_To do_. Rewrite each of the entries below, replacing every "point_to" with "locate_item" and leaving the rest untouched.

_Records for the exercise_.
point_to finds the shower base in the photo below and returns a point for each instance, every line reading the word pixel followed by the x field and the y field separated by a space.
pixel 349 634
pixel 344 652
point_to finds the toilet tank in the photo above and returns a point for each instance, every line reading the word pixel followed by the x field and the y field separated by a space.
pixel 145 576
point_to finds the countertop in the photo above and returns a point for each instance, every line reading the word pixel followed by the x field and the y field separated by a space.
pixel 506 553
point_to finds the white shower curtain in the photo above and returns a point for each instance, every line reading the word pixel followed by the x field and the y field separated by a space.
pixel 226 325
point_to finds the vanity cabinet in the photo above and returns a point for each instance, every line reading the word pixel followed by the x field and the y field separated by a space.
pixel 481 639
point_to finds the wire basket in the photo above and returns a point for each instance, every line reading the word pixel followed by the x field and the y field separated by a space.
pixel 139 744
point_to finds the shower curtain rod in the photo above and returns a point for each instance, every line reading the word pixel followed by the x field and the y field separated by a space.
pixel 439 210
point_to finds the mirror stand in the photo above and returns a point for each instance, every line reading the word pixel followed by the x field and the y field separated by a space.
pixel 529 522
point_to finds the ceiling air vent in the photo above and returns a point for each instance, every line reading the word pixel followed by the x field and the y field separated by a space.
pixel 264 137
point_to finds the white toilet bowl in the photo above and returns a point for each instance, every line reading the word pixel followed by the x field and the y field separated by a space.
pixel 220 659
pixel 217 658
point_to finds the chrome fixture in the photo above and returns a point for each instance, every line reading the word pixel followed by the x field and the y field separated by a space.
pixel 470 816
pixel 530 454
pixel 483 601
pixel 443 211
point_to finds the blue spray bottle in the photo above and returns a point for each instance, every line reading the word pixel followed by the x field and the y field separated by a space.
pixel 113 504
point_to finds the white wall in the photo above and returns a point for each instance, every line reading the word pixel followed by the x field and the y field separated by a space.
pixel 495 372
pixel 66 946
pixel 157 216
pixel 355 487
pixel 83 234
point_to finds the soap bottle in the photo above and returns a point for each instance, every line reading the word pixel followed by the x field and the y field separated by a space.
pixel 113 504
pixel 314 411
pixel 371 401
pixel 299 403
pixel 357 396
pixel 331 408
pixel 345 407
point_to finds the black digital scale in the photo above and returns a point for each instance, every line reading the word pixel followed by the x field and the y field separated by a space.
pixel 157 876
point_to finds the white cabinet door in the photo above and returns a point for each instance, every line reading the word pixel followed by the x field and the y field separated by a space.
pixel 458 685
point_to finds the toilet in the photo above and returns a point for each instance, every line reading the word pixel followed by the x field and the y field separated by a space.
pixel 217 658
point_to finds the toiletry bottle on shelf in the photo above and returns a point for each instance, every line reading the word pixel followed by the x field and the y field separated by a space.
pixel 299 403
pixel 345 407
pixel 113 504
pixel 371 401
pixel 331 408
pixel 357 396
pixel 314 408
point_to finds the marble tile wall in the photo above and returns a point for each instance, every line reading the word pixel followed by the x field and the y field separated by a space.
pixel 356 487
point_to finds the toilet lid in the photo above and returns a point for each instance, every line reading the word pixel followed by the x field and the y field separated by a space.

_Solution for this task_.
locate_item finds the shower base in the photo below and returns a point for each instance, every line reading the word pixel followed by the x field and the y field separated by a space.
pixel 349 634
pixel 344 652
locate_item finds the toilet tank in the photo above and returns a point for each instance, every line reading the word pixel followed by the x field and the y field separated by a space.
pixel 145 576
locate_item finds the countertop in the photo above and returns a point for each instance, every line reading the word pixel followed by the x field and the y field separated by a space.
pixel 506 553
locate_item finds the white shower curtain in the photo above and returns a point for each instance, every line reading the word pixel followed by the x field and the y field separated by a space.
pixel 226 325
locate_item finds the vanity cabinet in the photo above and returns a point for each instance, every line reading the word pixel followed by the x field and the y field separated by a space.
pixel 481 639
locate_item finds the wire basket in the photo above and returns a point for each instance, every line reading the word pixel followed by the x field and the y field separated by a space.
pixel 139 744
locate_item finds the shower curtain rod in the photo above and returns a point for each instance, every line reading the word pixel followed by the x field and the y field separated by a space.
pixel 439 210
locate_item finds the mirror stand in the photo above and returns a point for each instance, every line reading the word pixel followed by the x field and the y field separated by a space.
pixel 529 522
locate_item finds the ceiling air vent in the photo above and returns a point for each instance, every line reading the word pixel followed by the x field and the y field separated by a space.
pixel 264 137
locate_item finds the white toilet bowl in the photo above and returns a point for each instance, every line reading the word pixel followed by the x field and the y field separated by a space.
pixel 220 659
pixel 217 658
locate_item finds the chrome fixture in the photo above and returns a point for each instance, every line reading the word pixel followed by the x field and the y field separated by a space.
pixel 470 816
pixel 530 454
pixel 483 601
pixel 443 211
locate_item finds the blue spray bottle in the photo above and returns a point for each instance, every line reading the word pixel followed by the x field and the y field separated by a space.
pixel 113 504
locate_item finds the white wall in the photo above and returns a point for each instance, every line reading the word pixel followed by the x field and the y field separated by a space.
pixel 495 372
pixel 66 946
pixel 157 216
pixel 355 487
pixel 83 234
locate_item finds the soap bottle in the photo above and returns a point for each instance, every line reading the word pixel followed by the x field and the y field separated by a space.
pixel 113 504
pixel 314 411
pixel 371 401
pixel 299 403
pixel 357 396
pixel 331 408
pixel 345 407
locate_item finds the black digital scale in the photo above and returns a point for each instance, every line reading the word pixel followed by the x field and the y field separated by a space.
pixel 157 876
locate_item finds the white cabinet door in the photo above and returns a point for each instance, every line reading the word pixel followed by the x field and the y field separated by a space.
pixel 458 685
locate_item finds the toilet in the photo above and returns a point for each instance, every line reading the word pixel followed by the x field and the y field separated by a space.
pixel 217 658
locate_item finds the toiletry bottle on shelf in the photo above and returns a point for each instance, every line reading the word pixel followed by the x field and the y field separated by a space.
pixel 299 403
pixel 345 407
pixel 113 504
pixel 371 401
pixel 331 408
pixel 357 396
pixel 314 408
locate_item finds the marble tile wall in the photo above and returns a point for each instance, every line reading the word pixel followed by the x field and the y field separated by a space.
pixel 356 487
locate_item finds the toilet lid in the photo above and returns a point for each instance, every line reading the word pixel followed by the x field and the y field separated by a space.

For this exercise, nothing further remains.